> [To do]: In the copy, keep every record exact and leave out all images.

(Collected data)

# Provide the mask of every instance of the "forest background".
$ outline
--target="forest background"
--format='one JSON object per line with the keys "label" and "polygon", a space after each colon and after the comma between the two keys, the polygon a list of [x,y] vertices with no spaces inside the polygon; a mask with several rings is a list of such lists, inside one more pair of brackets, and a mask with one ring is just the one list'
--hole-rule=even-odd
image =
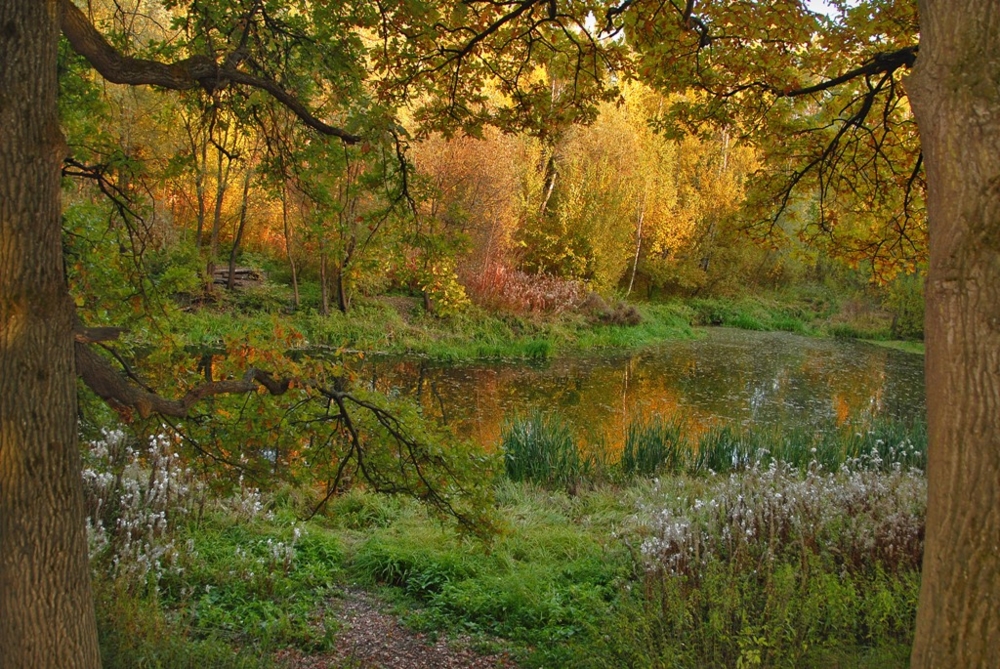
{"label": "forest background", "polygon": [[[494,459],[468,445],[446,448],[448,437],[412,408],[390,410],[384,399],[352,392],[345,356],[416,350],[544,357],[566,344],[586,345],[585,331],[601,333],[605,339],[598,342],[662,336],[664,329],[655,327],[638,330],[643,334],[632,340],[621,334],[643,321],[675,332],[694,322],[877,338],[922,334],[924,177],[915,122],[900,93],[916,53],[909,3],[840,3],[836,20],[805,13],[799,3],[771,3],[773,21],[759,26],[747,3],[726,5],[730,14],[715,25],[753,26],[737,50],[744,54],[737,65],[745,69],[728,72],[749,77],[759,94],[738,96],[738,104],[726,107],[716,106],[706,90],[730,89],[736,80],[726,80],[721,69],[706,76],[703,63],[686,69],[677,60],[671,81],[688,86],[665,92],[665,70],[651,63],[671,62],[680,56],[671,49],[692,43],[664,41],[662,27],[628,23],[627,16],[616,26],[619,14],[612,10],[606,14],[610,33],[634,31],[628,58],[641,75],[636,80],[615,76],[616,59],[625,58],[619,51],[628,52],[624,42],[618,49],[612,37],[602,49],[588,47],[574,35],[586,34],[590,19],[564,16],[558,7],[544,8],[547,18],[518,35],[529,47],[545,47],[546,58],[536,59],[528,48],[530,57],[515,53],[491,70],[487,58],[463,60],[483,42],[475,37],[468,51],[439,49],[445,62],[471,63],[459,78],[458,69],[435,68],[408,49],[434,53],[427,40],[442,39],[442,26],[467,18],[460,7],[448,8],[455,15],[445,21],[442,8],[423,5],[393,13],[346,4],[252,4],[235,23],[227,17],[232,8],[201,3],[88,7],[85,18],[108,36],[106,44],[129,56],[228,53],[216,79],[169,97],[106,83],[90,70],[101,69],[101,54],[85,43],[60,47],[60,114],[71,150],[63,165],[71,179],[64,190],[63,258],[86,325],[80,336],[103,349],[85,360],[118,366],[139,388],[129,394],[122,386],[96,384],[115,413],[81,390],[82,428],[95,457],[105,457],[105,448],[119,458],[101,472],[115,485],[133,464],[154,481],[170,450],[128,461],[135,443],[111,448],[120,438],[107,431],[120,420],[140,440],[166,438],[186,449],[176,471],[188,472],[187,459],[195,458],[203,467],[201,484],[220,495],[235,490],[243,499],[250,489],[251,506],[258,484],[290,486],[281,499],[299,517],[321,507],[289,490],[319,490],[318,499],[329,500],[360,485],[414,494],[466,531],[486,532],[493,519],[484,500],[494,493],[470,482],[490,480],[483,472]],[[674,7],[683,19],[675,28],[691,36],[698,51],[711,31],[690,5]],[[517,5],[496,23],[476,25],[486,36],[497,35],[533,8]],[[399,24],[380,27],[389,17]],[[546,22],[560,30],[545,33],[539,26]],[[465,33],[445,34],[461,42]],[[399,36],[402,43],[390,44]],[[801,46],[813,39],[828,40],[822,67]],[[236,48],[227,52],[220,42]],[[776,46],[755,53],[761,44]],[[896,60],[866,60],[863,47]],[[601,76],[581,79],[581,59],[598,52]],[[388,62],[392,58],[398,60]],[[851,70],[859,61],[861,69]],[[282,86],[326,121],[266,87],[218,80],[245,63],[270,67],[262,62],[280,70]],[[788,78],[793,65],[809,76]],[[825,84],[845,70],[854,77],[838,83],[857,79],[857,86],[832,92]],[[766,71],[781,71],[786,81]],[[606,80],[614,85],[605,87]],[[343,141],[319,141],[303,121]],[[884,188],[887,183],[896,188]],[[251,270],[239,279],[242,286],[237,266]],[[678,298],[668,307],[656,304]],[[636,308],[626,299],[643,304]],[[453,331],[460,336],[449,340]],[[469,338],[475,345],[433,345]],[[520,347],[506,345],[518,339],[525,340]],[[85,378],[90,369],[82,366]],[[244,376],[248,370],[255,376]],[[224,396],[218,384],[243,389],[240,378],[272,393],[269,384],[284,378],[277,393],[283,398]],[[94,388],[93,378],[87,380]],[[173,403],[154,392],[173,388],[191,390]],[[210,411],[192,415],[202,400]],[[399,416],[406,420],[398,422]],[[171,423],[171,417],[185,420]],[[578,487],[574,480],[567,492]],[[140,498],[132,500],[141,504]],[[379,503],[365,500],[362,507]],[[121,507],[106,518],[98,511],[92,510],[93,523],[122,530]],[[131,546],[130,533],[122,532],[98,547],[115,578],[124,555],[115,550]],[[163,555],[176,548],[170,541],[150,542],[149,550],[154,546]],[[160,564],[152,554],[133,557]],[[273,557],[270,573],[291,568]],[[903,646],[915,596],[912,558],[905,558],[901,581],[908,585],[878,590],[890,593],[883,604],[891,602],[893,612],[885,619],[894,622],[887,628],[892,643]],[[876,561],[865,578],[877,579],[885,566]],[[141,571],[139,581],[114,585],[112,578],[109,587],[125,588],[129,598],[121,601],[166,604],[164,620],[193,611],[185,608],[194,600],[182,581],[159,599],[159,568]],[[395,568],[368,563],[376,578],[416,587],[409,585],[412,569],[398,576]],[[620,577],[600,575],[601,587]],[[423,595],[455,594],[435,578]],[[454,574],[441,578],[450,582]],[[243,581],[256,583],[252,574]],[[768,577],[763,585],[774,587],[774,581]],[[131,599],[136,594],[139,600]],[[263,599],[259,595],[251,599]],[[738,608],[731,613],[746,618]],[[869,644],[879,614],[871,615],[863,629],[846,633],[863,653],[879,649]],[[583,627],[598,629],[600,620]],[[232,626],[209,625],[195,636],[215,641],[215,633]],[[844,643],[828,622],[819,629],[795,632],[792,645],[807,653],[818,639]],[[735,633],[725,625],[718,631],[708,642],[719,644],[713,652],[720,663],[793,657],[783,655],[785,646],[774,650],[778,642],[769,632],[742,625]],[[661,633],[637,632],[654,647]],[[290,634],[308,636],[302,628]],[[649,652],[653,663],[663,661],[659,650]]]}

> [Answer box]:
# Provide the mask of every instance of the "forest background".
$ outline
--target="forest background"
--format='one JSON object per line with the keys "label" and "polygon", a space after each colon and after the comma between the two keys, the polygon a list of [x,y] vertices with no spaces inside the polygon; a mask with several rings is a list of such lists, inside one more pair of brackets, and a mask with one ring is just the one list'
--hole-rule=even-odd
image =
{"label": "forest background", "polygon": [[[494,459],[468,445],[446,448],[448,437],[412,408],[390,410],[384,399],[352,392],[345,356],[416,350],[544,357],[566,344],[586,345],[585,331],[601,333],[605,339],[598,342],[662,336],[664,329],[655,327],[638,330],[643,334],[632,340],[621,334],[643,321],[675,332],[694,322],[877,338],[922,334],[924,177],[915,122],[900,93],[916,53],[909,3],[840,3],[836,20],[805,13],[799,3],[771,3],[773,21],[759,26],[747,3],[726,5],[730,14],[715,25],[753,26],[737,50],[744,54],[737,65],[745,69],[728,72],[749,77],[759,94],[738,96],[738,104],[726,107],[716,106],[706,90],[730,89],[736,80],[726,80],[721,69],[706,76],[703,63],[686,69],[677,60],[671,81],[688,86],[665,92],[665,70],[651,63],[671,62],[680,56],[671,49],[692,43],[664,41],[662,27],[628,23],[627,16],[616,26],[619,14],[612,10],[606,14],[610,33],[634,31],[628,58],[641,75],[636,80],[615,76],[616,59],[625,58],[619,51],[628,52],[624,42],[618,49],[612,37],[602,49],[588,47],[574,35],[586,34],[590,19],[564,16],[558,7],[544,8],[547,18],[518,35],[529,47],[545,47],[546,58],[536,59],[528,48],[530,57],[515,53],[491,70],[487,58],[463,60],[483,42],[475,37],[468,51],[439,49],[445,62],[471,63],[459,78],[458,69],[435,68],[408,49],[434,53],[427,40],[442,39],[442,26],[467,18],[460,7],[448,8],[455,15],[445,21],[442,8],[423,5],[393,13],[346,4],[252,4],[235,23],[227,17],[232,8],[201,3],[88,7],[85,18],[108,36],[106,44],[129,56],[228,53],[216,79],[169,97],[106,83],[90,70],[101,69],[101,54],[85,43],[60,47],[60,114],[71,150],[63,165],[71,179],[64,190],[63,258],[86,325],[80,336],[103,349],[85,360],[118,366],[139,388],[129,394],[122,386],[96,384],[115,413],[81,390],[82,428],[95,457],[105,457],[105,448],[119,458],[101,472],[115,485],[133,464],[154,481],[170,450],[128,461],[135,443],[111,448],[120,438],[107,431],[120,420],[140,440],[166,438],[186,449],[176,471],[188,472],[187,459],[195,458],[203,467],[201,484],[220,495],[235,490],[243,499],[250,489],[251,506],[258,484],[290,486],[281,499],[299,517],[321,507],[289,490],[319,490],[318,499],[329,500],[360,485],[414,494],[466,531],[486,532],[493,519],[484,500],[494,493],[470,482],[490,480],[483,472]],[[674,7],[683,19],[675,28],[691,36],[698,51],[711,31],[690,5]],[[517,5],[496,23],[476,25],[486,36],[497,35],[533,8]],[[399,24],[380,27],[389,17]],[[546,22],[560,30],[545,33],[539,26]],[[465,33],[445,34],[461,42]],[[399,36],[402,43],[390,44]],[[801,46],[813,39],[828,40],[822,67]],[[236,48],[227,52],[220,42]],[[776,46],[755,53],[761,44]],[[896,60],[866,60],[863,47]],[[601,76],[581,79],[581,59],[598,52]],[[388,62],[392,58],[398,60]],[[851,70],[859,61],[861,69]],[[282,86],[326,121],[266,87],[218,80],[245,63],[270,67],[262,62],[280,70]],[[788,78],[793,65],[809,76]],[[825,84],[845,70],[854,77],[838,83],[857,79],[857,86],[832,92]],[[766,71],[781,71],[786,81]],[[606,80],[614,85],[605,87]],[[343,141],[319,141],[303,121]],[[884,188],[887,183],[896,188]],[[251,270],[239,279],[242,286],[237,266]],[[678,298],[668,307],[656,304]],[[636,308],[626,299],[643,304]],[[453,331],[460,336],[449,340]],[[469,338],[475,345],[433,345]],[[520,347],[506,345],[518,339],[525,340]],[[85,378],[90,369],[82,366]],[[244,376],[248,370],[255,376]],[[224,396],[218,384],[243,389],[240,378],[272,393],[269,384],[284,378],[277,393],[283,398]],[[94,388],[93,378],[87,380]],[[173,403],[154,392],[173,388],[191,390]],[[210,411],[192,415],[202,400]],[[399,416],[406,420],[398,422]],[[171,423],[171,417],[185,420]],[[578,487],[574,480],[567,492]],[[140,498],[132,500],[141,504]],[[379,503],[365,500],[362,507]],[[121,507],[106,518],[98,511],[92,510],[93,523],[122,530]],[[131,546],[130,533],[122,532],[98,547],[115,578],[124,555],[115,550]],[[163,555],[176,548],[170,541],[150,542],[149,550],[154,546]],[[160,564],[152,554],[133,557]],[[273,557],[270,573],[291,568]],[[903,646],[915,596],[912,558],[905,558],[901,581],[908,585],[878,590],[890,593],[883,604],[891,602],[893,612],[885,619],[894,622],[887,628],[892,643]],[[876,561],[865,578],[877,579],[885,566]],[[141,571],[139,581],[114,585],[112,578],[109,587],[125,588],[129,598],[121,601],[166,604],[164,620],[193,611],[185,608],[194,600],[182,581],[159,599],[159,568]],[[395,568],[368,563],[376,578],[416,587],[409,585],[412,569],[398,576]],[[620,577],[600,575],[601,587]],[[423,595],[455,594],[435,578]],[[454,574],[441,578],[450,582]],[[243,581],[256,583],[252,574]],[[768,577],[763,585],[774,587],[774,581]],[[131,599],[136,594],[139,600]],[[263,599],[259,595],[251,599]],[[738,608],[731,613],[746,618]],[[869,644],[879,614],[871,615],[863,629],[846,633],[863,653],[879,649]],[[583,627],[598,629],[600,620]],[[232,626],[209,625],[195,636],[215,641],[215,633]],[[844,643],[828,622],[819,629],[795,632],[792,645],[807,653],[818,639]],[[735,633],[725,625],[718,631],[708,642],[719,644],[713,652],[720,663],[793,657],[783,655],[785,646],[774,650],[778,642],[769,632],[742,625]],[[661,633],[637,632],[654,647]],[[290,634],[308,636],[302,628]],[[649,652],[653,663],[663,661],[659,650]]]}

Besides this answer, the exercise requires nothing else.